- [Work order]:
Repeat exactly, and only, the lines from the one containing "For each instance of the concrete sidewalk, set" through the end of the records.

- [Data in this exercise]:

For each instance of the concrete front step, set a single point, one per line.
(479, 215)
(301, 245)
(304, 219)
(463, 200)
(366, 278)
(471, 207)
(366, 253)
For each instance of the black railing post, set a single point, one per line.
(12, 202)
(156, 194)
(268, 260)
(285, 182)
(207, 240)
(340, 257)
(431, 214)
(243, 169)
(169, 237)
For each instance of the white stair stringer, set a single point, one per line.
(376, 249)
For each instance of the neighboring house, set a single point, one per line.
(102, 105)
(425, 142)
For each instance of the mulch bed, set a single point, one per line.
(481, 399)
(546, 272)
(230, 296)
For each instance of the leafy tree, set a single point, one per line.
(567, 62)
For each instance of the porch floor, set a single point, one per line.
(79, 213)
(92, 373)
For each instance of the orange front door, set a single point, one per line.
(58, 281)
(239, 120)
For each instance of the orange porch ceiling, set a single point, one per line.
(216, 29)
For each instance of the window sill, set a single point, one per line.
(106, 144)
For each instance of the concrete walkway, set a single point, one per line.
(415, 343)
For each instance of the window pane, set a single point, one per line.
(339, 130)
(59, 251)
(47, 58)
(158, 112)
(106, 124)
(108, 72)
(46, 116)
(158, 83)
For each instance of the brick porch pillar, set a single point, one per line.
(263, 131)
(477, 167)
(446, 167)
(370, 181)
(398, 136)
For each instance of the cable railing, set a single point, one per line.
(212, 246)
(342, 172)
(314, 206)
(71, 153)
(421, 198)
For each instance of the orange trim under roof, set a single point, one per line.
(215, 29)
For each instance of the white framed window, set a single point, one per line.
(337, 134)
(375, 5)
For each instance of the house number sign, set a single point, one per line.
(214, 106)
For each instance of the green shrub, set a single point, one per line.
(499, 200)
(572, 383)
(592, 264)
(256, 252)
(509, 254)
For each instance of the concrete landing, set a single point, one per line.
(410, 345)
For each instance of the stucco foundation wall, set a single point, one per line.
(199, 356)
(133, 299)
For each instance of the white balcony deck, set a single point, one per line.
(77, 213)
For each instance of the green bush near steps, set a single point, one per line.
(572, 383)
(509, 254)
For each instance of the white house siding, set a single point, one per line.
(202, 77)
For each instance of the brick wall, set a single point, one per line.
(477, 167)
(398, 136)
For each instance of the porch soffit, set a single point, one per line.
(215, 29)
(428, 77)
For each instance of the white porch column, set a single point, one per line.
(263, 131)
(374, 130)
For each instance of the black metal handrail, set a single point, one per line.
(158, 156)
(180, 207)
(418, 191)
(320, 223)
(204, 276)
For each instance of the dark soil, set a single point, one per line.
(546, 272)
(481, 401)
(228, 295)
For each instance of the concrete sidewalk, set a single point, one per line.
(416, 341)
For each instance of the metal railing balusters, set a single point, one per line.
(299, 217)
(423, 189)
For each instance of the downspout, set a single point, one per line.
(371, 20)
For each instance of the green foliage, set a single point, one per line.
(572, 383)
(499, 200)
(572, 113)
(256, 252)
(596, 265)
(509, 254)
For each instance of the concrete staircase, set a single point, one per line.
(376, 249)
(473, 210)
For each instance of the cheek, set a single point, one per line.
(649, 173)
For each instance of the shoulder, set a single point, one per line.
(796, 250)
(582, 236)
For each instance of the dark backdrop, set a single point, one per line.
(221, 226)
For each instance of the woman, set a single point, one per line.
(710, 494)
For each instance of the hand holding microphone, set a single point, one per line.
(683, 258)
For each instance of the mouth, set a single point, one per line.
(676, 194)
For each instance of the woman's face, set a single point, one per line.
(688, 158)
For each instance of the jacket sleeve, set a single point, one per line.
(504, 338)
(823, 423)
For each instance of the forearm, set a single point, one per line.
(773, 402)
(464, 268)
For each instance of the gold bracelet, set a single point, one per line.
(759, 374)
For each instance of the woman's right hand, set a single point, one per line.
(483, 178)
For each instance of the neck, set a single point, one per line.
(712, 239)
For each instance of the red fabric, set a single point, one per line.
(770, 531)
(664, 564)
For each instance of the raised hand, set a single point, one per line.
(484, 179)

- [Written reply]:
For each instance of the concrete sidewalk, set a single point, one per line.
(416, 341)
For each instance of the metal railing balusters, set a single point, one per line.
(299, 217)
(423, 189)
For each instance of the downspout, set a single point, one per line.
(371, 20)
For each instance of the green foliage, set a single point, one per line.
(572, 383)
(499, 200)
(572, 113)
(256, 252)
(596, 265)
(509, 254)
For each instance of the concrete staircase, set a single point, one per line.
(376, 249)
(473, 210)
For each instance of the cheek, set a single point, one per line.
(649, 173)
For each instance of the shoulder, set a single point, one per line.
(796, 250)
(582, 236)
For each instance of the dark backdrop, set a single point, one per line.
(221, 226)
For each instance of the woman, set a single point, one per line.
(710, 494)
For each instance of the hand holding microphone, set a single point, one per line.
(683, 258)
For each instance of the mouth, set a single point, one per line.
(676, 194)
For each instance of the woman's face, set a single point, one per line.
(688, 158)
For each instance of the jacket sleeve, set a single point, one per line.
(504, 338)
(823, 423)
For each instance of the forearm, set a single point, one per line.
(773, 402)
(464, 268)
For each instance of the gold bracelet, set a single point, one per line.
(759, 374)
For each instance of the woman's right hand, set a single point, one per line.
(483, 178)
For each instance of the neck, set a single point, one per line.
(712, 239)
For each instance of the red fabric, set a single point, one per line.
(770, 531)
(664, 564)
For each instance of the raised hand, set a single point, one per line.
(484, 179)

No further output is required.